■ Text shown:
>> begin

# specs of 240sx



## jza80king (Oct 22, 2002)

Where can I find the engine specs of a 92 240sx. I ran a search on nissanforums but it didn't help. I would like to know hp, tq, compression, basically everything about the engine.


----------



## drift240sxdragqueen (Oct 23, 2002)

did u check the sticky? i guess not.


----------



## drift240sxdragqueen (Oct 23, 2002)

KA24DE, Dual Over Head Cams (DOHC), which have 
155 @ 5,600 r.p.m., 
160 @ 4,400 r.p.m. 


Compression
Standard 179 psi @ 300 rpm 
Minimum 151 psi @ 300 rpm 
Difference limit between cylinders 14 psi @ 300 rpm


----------



## jza80king (Oct 22, 2002)

where is that sticky? I searched for it but nothing. Is it in the general section or what?


----------



## BlueBOB (Jan 29, 2003)

jza80king said:


> *where is that sticky? I searched for it but nothing. Is it in the general section or what? *


it's the second thread listed here... but i'll just give you a link..

http://www.nissanforums.com/showthread.php?s=&threadid=26482

:asleep:


----------



## esyip (Dec 19, 2002)

jza80king said:


> *where is that sticky? I searched for it but nothing. Is it in the general section or what? *


whatever. you didn't search for shit.


----------



## drift240sxdragqueen (Oct 23, 2002)

> it's the second thread listed here


:waving: 




esyip said:


> *whatever. you didn't search for shit. *



 :cheers: :jump: :newbie: :dumbass: :banhump:


----------



## 93blackSER (Feb 1, 2003)

can we ban him? how stupid can you be not to know where the sticky is


----------



## Gridlock (Jul 17, 2003)

>> end

■ Exercise task: Reproduce the forum thread on 240sx engine specifications in full, without altering anything.

■ Listing:
>> begin

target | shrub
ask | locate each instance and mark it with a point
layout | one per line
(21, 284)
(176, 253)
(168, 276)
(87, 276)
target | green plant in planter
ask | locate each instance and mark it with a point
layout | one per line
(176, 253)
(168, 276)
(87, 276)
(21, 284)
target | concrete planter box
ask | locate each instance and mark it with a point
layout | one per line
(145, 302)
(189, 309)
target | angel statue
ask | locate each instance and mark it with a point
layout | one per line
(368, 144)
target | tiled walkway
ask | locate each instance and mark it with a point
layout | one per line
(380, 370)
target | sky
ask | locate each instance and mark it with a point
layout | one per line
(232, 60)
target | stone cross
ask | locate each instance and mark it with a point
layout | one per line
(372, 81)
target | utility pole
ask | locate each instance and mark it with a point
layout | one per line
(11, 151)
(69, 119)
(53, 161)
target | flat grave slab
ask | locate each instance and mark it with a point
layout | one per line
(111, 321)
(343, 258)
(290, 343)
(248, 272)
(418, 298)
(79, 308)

>> end

■ Output below:
# specs of 240sx



## jza80king (Oct 22, 2002)

Where can I find the engine specs of a 92 240sx. I ran a search on nissanforums but it didn't help. I would like to know hp, tq, compression, basically everything about the engine.


----------



## drift240sxdragqueen (Oct 23, 2002)

did u check the sticky? i guess not.


----------



## drift240sxdragqueen (Oct 23, 2002)

KA24DE, Dual Over Head Cams (DOHC), which have 
155 @ 5,600 r.p.m., 
160 @ 4,400 r.p.m. 


Compression
Standard 179 psi @ 300 rpm 
Minimum 151 psi @ 300 rpm 
Difference limit between cylinders 14 psi @ 300 rpm


----------



## jza80king (Oct 22, 2002)

where is that sticky? I searched for it but nothing. Is it in the general section or what?


----------



## BlueBOB (Jan 29, 2003)

jza80king said:


> *where is that sticky? I searched for it but nothing. Is it in the general section or what? *


it's the second thread listed here... but i'll just give you a link..

http://www.nissanforums.com/showthread.php?s=&threadid=26482

:asleep:


----------



## esyip (Dec 19, 2002)

jza80king said:


> *where is that sticky? I searched for it but nothing. Is it in the general section or what? *


whatever. you didn't search for shit.


----------



## drift240sxdragqueen (Oct 23, 2002)

> it's the second thread listed here


:waving: 




esyip said:


> *whatever. you didn't search for shit. *



 :cheers: :jump: :newbie: :dumbass: :banhump:


----------



## 93blackSER (Feb 1, 2003)

can we ban him? how stupid can you be not to know where the sticky is


----------



## Gridlock (Jul 17, 2003)